◆ EXERCISE ◆
Each record below should be output verbatim, without pictures.
--------------------------------------------------
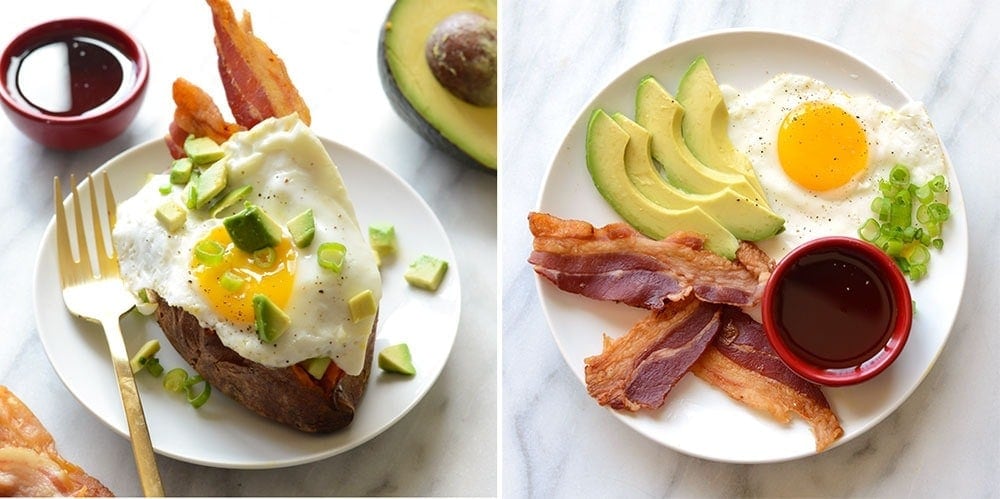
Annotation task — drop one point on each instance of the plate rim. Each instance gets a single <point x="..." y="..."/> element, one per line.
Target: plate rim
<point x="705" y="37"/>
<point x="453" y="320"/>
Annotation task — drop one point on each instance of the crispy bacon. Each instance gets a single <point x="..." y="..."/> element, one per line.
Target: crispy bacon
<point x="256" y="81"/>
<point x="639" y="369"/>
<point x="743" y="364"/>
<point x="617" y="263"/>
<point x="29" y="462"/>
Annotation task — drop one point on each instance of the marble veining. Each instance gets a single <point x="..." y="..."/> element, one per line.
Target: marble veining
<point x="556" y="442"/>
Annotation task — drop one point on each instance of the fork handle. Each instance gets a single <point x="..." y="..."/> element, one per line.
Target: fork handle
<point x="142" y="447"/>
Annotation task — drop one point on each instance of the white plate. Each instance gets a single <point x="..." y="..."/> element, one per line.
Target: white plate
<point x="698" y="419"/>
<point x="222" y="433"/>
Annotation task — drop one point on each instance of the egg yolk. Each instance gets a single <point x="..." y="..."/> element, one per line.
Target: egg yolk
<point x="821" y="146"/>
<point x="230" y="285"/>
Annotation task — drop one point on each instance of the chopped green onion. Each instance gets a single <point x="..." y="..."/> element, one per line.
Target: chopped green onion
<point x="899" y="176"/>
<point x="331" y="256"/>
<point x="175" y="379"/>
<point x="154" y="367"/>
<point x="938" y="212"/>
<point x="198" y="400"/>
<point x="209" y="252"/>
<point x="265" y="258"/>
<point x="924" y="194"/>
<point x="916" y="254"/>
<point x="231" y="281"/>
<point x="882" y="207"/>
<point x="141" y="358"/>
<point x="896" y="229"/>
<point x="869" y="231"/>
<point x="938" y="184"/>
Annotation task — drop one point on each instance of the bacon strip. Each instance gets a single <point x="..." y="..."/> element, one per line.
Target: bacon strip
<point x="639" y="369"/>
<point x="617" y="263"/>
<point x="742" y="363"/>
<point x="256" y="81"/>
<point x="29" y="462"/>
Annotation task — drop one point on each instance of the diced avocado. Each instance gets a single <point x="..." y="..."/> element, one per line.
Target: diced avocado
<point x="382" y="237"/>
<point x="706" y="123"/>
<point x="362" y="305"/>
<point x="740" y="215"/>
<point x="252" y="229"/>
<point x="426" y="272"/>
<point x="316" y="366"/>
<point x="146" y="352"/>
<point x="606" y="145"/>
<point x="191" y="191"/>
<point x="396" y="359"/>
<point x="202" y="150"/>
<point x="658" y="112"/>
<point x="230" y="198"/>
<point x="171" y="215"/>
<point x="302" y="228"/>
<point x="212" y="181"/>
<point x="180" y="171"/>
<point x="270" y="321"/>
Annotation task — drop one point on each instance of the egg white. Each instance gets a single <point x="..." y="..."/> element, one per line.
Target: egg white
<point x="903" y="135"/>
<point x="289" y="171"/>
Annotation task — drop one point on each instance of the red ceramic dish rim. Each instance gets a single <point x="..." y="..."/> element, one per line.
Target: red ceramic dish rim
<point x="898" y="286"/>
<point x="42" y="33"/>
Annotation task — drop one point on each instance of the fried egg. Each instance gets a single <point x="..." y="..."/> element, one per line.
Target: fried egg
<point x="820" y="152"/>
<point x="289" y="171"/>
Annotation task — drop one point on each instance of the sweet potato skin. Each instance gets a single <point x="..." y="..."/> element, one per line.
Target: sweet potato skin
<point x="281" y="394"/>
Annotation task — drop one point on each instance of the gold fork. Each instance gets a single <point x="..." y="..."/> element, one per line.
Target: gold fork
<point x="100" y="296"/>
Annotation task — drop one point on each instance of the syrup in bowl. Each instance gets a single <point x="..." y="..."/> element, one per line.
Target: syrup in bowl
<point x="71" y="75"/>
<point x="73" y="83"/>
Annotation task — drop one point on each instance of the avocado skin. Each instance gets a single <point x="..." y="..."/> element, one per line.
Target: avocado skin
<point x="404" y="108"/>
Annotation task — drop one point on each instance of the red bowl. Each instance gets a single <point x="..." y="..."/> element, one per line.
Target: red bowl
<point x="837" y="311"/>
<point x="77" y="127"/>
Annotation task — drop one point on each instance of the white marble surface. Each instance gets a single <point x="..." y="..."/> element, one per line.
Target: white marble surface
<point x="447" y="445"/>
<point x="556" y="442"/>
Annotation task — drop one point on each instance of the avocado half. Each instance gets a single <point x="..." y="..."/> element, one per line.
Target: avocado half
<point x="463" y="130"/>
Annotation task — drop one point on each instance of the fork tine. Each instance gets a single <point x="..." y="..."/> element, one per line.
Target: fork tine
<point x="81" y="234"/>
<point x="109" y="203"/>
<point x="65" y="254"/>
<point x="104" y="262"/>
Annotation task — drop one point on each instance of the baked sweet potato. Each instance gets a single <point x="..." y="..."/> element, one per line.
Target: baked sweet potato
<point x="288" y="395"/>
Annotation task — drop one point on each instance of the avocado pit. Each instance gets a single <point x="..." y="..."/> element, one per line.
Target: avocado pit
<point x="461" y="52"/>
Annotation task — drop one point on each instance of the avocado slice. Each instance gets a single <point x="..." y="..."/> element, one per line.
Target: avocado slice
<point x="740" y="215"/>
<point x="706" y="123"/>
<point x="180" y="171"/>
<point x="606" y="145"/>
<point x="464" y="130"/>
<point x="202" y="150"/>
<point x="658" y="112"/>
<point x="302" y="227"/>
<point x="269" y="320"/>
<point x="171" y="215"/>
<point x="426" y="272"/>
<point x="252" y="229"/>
--------------------------------------------------
◆ RESULT OF THIS TASK ◆
Annotation task — drop one point on each instance of the plate rim. Each instance gets a single <point x="..." y="..."/> element, one per line.
Target: plate rim
<point x="705" y="37"/>
<point x="453" y="320"/>
Annotation task — drop one point on each instance of the crispy bacon. Each instance gets a single <point x="..." y="..."/> element, one per line.
Target: crispy bacon
<point x="256" y="81"/>
<point x="639" y="369"/>
<point x="743" y="364"/>
<point x="617" y="263"/>
<point x="29" y="462"/>
Annotation task — drop one point on each instance of the marble veining. Each instance gets a single <point x="..." y="..."/> element, one per line.
Target: marble veining
<point x="556" y="442"/>
Annotation task — drop one point on each instance of the fork handle. Each instance gets a single <point x="..." y="..."/> element, one per line.
Target: fork handle
<point x="142" y="447"/>
Annotation task — drop one point on each instance of the white plate. Each instance gets a single <point x="..." y="..."/> element, one per line.
Target: white plate
<point x="698" y="419"/>
<point x="222" y="433"/>
Annotation task — drop one point on each instance of the egg yolk. Each instance gets a single <point x="..." y="..."/> element, one per line.
Target: egg yolk
<point x="821" y="146"/>
<point x="230" y="285"/>
Annotation task — drop one point on each instance of the chopped green onion. Each instance gets a single <point x="..." y="..."/> element, one per line.
Target: chopped green onion
<point x="899" y="176"/>
<point x="331" y="256"/>
<point x="175" y="379"/>
<point x="154" y="367"/>
<point x="938" y="212"/>
<point x="198" y="400"/>
<point x="209" y="252"/>
<point x="265" y="258"/>
<point x="924" y="194"/>
<point x="916" y="254"/>
<point x="231" y="281"/>
<point x="882" y="207"/>
<point x="141" y="358"/>
<point x="896" y="229"/>
<point x="869" y="231"/>
<point x="938" y="184"/>
Annotation task — drop one point on each instance of the bacon strip. Each instance gets a single <point x="..." y="..."/> element, one per line.
Target: bacon strip
<point x="639" y="369"/>
<point x="617" y="263"/>
<point x="742" y="363"/>
<point x="256" y="81"/>
<point x="29" y="462"/>
Annotation task — drop one point on each instance of the diced avocado. Each instance gets a single <point x="..." y="..."/> element, one per line.
Target: diced avocado
<point x="382" y="237"/>
<point x="706" y="123"/>
<point x="362" y="305"/>
<point x="740" y="215"/>
<point x="252" y="229"/>
<point x="426" y="272"/>
<point x="316" y="366"/>
<point x="146" y="352"/>
<point x="606" y="145"/>
<point x="191" y="191"/>
<point x="396" y="359"/>
<point x="202" y="150"/>
<point x="658" y="112"/>
<point x="230" y="198"/>
<point x="171" y="215"/>
<point x="302" y="228"/>
<point x="212" y="181"/>
<point x="180" y="171"/>
<point x="270" y="321"/>
Annotation task — drop one point on each instance of the egg white. Each instance gets a single <point x="..." y="..."/> element, one per line.
Target: egg white
<point x="903" y="135"/>
<point x="289" y="171"/>
Annotation task — drop one point on each instance of the red ceramic dish rim. Each instance gets a single <point x="..." y="..."/> element, one per line.
Target: red ceramic dish rim
<point x="898" y="286"/>
<point x="42" y="33"/>
Annotation task — drop one point on each instance of the fried egg. Each instance gets a single <point x="..." y="..."/> element, one per line.
Target: fried egg
<point x="820" y="152"/>
<point x="289" y="171"/>
Annotation task — drop one point on each instance of the sweet potato skin. Each instance gets a single <point x="..." y="..."/> element, one per line.
Target: sweet potato skin
<point x="281" y="394"/>
Annotation task — drop one point on each instance of the gold fork. Each instance gets a single <point x="..." y="..."/> element, one per line.
Target: gold fork
<point x="100" y="296"/>
Annotation task — drop one point on each instance of the syrup in bowl. Each instance gets a single <point x="..." y="..."/> element, one per line.
Target: syrup in bowl
<point x="71" y="75"/>
<point x="73" y="83"/>
Annotation task — drop one point on each instance of the avocado skin. Each instance gets a single <point x="..." y="..."/> element, one per line.
Target: avocado skin
<point x="404" y="108"/>
Annotation task — drop one point on each instance of the red bowl. Each instance gets a single <point x="..." y="..."/> element, one per line.
Target: red bowl
<point x="837" y="311"/>
<point x="77" y="127"/>
Annotation task — drop one point on each instance of the white marble surface. Each instance gets a single <point x="..." y="..."/> element, one per line.
Target: white marble surface
<point x="447" y="445"/>
<point x="556" y="442"/>
Annotation task — drop one point on each instance of the avocado half. Each instance gets a single <point x="..." y="..."/> element, one per line.
Target: avocado half
<point x="463" y="130"/>
Annotation task — drop one point on each instance of the fork tine. Each instance gets a single <point x="..." y="..."/> element, one per line.
Target: fork tine
<point x="81" y="234"/>
<point x="109" y="203"/>
<point x="65" y="254"/>
<point x="104" y="262"/>
Annotation task — drop one point on each instance of the baked sweet potato. Each instance gets a single <point x="..." y="..."/> element, one per line.
Target: baked sweet potato
<point x="288" y="395"/>
Annotation task — drop one point on each instance of the avocado pit. Each instance gets a single <point x="..." y="..."/> element, one per line.
Target: avocado pit
<point x="461" y="52"/>
Annotation task — drop one point on each instance of the avocado slice. Each instance gets a single <point x="..." y="..."/> element, one per line.
Target: avocado slice
<point x="740" y="215"/>
<point x="706" y="123"/>
<point x="180" y="171"/>
<point x="606" y="145"/>
<point x="464" y="130"/>
<point x="202" y="150"/>
<point x="658" y="112"/>
<point x="302" y="227"/>
<point x="269" y="320"/>
<point x="171" y="215"/>
<point x="426" y="272"/>
<point x="252" y="229"/>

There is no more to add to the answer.